— WHAT IS REQUIRED —
Render every line of the data below as a Markdown table with two columns, Row and Data Line, numbering the rows in order and leaving out any blank lines.

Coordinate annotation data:
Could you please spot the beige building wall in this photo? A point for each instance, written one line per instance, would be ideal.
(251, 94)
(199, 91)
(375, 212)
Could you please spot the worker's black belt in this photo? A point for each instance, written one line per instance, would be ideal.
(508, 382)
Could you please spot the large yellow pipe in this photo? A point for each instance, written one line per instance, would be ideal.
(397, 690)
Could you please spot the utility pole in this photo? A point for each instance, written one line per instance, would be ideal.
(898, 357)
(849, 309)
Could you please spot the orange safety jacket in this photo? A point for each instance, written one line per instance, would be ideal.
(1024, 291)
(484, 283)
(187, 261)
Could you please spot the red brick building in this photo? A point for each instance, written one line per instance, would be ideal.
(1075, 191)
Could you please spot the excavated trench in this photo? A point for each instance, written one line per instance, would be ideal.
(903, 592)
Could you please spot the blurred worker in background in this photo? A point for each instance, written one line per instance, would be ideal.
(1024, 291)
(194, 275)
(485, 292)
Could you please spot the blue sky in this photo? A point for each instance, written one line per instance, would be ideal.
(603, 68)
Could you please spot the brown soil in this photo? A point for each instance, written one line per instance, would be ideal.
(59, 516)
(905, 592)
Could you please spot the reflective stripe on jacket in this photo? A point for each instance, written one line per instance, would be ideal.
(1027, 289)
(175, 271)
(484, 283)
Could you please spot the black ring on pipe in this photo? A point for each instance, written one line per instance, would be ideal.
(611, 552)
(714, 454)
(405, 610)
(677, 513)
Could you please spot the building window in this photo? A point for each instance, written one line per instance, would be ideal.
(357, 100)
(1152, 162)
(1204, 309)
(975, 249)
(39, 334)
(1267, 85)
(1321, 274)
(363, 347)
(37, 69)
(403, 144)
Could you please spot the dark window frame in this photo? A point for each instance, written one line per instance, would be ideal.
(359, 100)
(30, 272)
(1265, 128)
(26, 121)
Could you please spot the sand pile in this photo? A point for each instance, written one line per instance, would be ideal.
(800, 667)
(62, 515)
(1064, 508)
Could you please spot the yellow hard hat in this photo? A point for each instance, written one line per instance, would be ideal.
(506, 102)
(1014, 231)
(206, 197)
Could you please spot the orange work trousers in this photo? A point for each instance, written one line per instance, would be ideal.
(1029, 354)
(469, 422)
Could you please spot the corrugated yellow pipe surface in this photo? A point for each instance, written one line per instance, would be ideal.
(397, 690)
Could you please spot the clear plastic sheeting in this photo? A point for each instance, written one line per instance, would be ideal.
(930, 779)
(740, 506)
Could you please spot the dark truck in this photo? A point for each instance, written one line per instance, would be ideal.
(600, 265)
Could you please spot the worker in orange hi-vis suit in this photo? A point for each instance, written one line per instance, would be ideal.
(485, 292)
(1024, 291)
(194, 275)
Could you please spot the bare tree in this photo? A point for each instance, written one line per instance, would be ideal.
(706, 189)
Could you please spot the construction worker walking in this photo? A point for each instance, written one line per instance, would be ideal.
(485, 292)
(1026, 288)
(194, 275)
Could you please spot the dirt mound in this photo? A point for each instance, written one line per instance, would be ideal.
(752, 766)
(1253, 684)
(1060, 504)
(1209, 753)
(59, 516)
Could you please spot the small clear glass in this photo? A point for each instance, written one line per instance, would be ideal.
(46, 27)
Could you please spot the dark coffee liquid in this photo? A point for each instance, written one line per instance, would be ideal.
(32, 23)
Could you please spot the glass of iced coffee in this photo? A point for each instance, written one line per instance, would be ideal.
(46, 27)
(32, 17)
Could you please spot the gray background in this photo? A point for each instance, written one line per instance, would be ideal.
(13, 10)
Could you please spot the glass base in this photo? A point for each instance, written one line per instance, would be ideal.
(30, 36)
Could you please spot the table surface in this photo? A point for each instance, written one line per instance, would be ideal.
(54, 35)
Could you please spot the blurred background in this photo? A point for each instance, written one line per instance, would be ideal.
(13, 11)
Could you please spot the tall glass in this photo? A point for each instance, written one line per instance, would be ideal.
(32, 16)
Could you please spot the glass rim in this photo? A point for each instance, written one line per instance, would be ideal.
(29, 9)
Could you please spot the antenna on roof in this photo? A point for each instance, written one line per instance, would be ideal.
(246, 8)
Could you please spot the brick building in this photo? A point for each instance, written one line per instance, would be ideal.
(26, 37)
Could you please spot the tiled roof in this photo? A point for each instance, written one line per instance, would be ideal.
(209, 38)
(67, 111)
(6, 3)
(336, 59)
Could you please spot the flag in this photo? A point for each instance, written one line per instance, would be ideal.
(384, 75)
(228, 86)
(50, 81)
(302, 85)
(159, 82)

— RESPONSE TO THE TASK —
| Row | Data Line |
|---|---|
| 1 | Could you please spot the beige building wall in this photo? A point for each instance, written one line per instance, would be ideal. |
| 2 | (251, 94) |
| 3 | (199, 91) |
| 4 | (375, 212) |
| 5 | Could you please spot the worker's black belt in this photo? A point for each instance, written one line per instance, would be ideal. |
| 6 | (508, 382) |
| 7 | Could you please spot the large yellow pipe in this photo? A point for each instance, written one line per instance, would be ideal. |
| 8 | (397, 690) |
| 9 | Could you please spot the utility pole in this photo? A point for each instance, written one line per instance, would be ideal. |
| 10 | (898, 357) |
| 11 | (849, 309) |
| 12 | Could you please spot the orange safety jacket in this photo? A point for each instance, written one line per instance, would be ideal. |
| 13 | (1024, 291) |
| 14 | (484, 283) |
| 15 | (187, 261) |
| 16 | Could you please spot the red brick building in this photo? A point for each instance, written one line per instance, would be ideal. |
| 17 | (1075, 191) |
| 18 | Could you please spot the excavated trench in this photo? A point for each instance, written one line per instance, would be ideal. |
| 19 | (903, 592) |
| 20 | Could you please spot the blurred worker in background in this photo? A point for each instance, written one line per instance, would be ideal. |
| 21 | (1024, 291) |
| 22 | (194, 275) |
| 23 | (485, 292) |
| 24 | Could you please spot the blue sky in this photo? A point for each instance, written one line per instance, would be ideal. |
| 25 | (603, 68) |
| 26 | Could you please spot the brown soil in this photo? A point for each instance, written one line per instance, would be ideal. |
| 27 | (59, 516) |
| 28 | (905, 592) |
| 29 | Could you please spot the reflective stripe on jacket in this photo? A point for each instance, written one line per instance, would be ideal. |
| 30 | (1027, 289) |
| 31 | (175, 271) |
| 32 | (484, 283) |
| 33 | Could you please spot the black ring on pipe in this photo? A point for each instance, written one line per instance, would be ideal. |
| 34 | (611, 552) |
| 35 | (714, 454) |
| 36 | (405, 610) |
| 37 | (677, 513) |
| 38 | Could you please spot the building window in this photo? A point for each instance, written one line per instance, would be ideal. |
| 39 | (357, 100) |
| 40 | (1152, 162) |
| 41 | (1204, 309) |
| 42 | (975, 249) |
| 43 | (39, 334) |
| 44 | (1267, 85) |
| 45 | (1321, 274) |
| 46 | (363, 347) |
| 47 | (37, 69) |
| 48 | (403, 144) |
| 49 | Could you please spot the dark window frame in this photo? A point for each instance, written one line per instance, would be ideal. |
| 50 | (359, 100) |
| 51 | (30, 272) |
| 52 | (1265, 128) |
| 53 | (26, 121) |
| 54 | Could you please spot the sand pile in this photo? A point for each instance, written one line per instance, would be ideal. |
| 55 | (800, 667) |
| 56 | (62, 515) |
| 57 | (1064, 508) |
| 58 | Could you please spot the yellow hard hat in this photo? A point for each instance, written one line per instance, would be ideal. |
| 59 | (506, 102) |
| 60 | (1014, 231) |
| 61 | (206, 197) |
| 62 | Could you please spot the orange work trousers in this photo? A point for each instance, written one line per instance, would be ideal. |
| 63 | (1029, 354) |
| 64 | (469, 422) |
| 65 | Could you please spot the corrugated yellow pipe surface in this photo? A point for each instance, written one line per instance, would be ideal. |
| 66 | (397, 690) |
| 67 | Could you please spot the clear plastic sheeting in this photo? A point for each instance, written one line per instance, would be ideal. |
| 68 | (930, 779) |
| 69 | (740, 506) |
| 70 | Could you please spot the dark truck in this photo? A point for each instance, written one line per instance, would be ideal. |
| 71 | (600, 265) |
| 72 | Could you please spot the worker in orange hi-vis suit in this photo? A point for each instance, written one line per instance, would be ideal. |
| 73 | (485, 292) |
| 74 | (1024, 291) |
| 75 | (194, 275) |
| 76 | Could you please spot the bare tree in this photo? A point for each instance, written one line per instance, would be ideal. |
| 77 | (706, 189) |
| 78 | Could you please spot the construction worker walking in this photo? A point for each instance, written one line per instance, would be ideal. |
| 79 | (485, 292) |
| 80 | (1026, 288) |
| 81 | (194, 275) |
| 82 | Could you please spot the dirt mound in this photo? A point for each instance, written one line per instance, would be ideal. |
| 83 | (752, 766) |
| 84 | (1253, 684) |
| 85 | (1060, 504) |
| 86 | (1209, 753) |
| 87 | (59, 516) |
| 88 | Could you please spot the small clear glass in this photo? A point for each instance, written one line per instance, would be ideal. |
| 89 | (46, 27) |
| 90 | Could you please spot the dark coffee liquid in this photo? A point for each instance, written one line per instance, would be ideal. |
| 91 | (32, 23) |
| 92 | Could you please spot the glass of iced coffee in this photo? A point for each instance, written one line per instance, would be ideal. |
| 93 | (46, 27) |
| 94 | (32, 17) |
| 95 | Could you please spot the gray background in this photo? A point for each instance, written one line per instance, would be ideal. |
| 96 | (13, 10) |
| 97 | Could you please spot the glass base in this photo? A point for each instance, written one line per instance, would be ideal. |
| 98 | (30, 36) |
| 99 | Could you please spot the table surface in this photo? A point for each instance, written one line per instance, would be ideal. |
| 100 | (54, 35) |
| 101 | Could you please spot the blurred background in this photo? A point for each instance, written one line per instance, would be ideal. |
| 102 | (13, 11) |
| 103 | Could you please spot the tall glass in this photo? A point for each instance, written one line per instance, would be ideal. |
| 104 | (32, 16) |
| 105 | Could you please spot the glass rim in this photo? A point for each instance, written one line per instance, would be ideal. |
| 106 | (29, 9) |
| 107 | Could you please spot the antenna on roof in this photo? A point for each instance, written one line per instance, would be ideal. |
| 108 | (246, 8) |
| 109 | Could you please spot the brick building in this photo? A point for each instance, written one line per instance, would be ideal. |
| 110 | (26, 37) |
| 111 | Could you please spot the tiled roof in this photo? A point for each instance, written one line per instance, would be ideal. |
| 112 | (209, 38) |
| 113 | (67, 111) |
| 114 | (6, 3) |
| 115 | (336, 59) |
| 116 | Could you please spot the flag in this photo? A point for each instance, written one line per instance, would be ideal. |
| 117 | (384, 75) |
| 118 | (228, 86) |
| 119 | (50, 81) |
| 120 | (302, 85) |
| 121 | (159, 82) |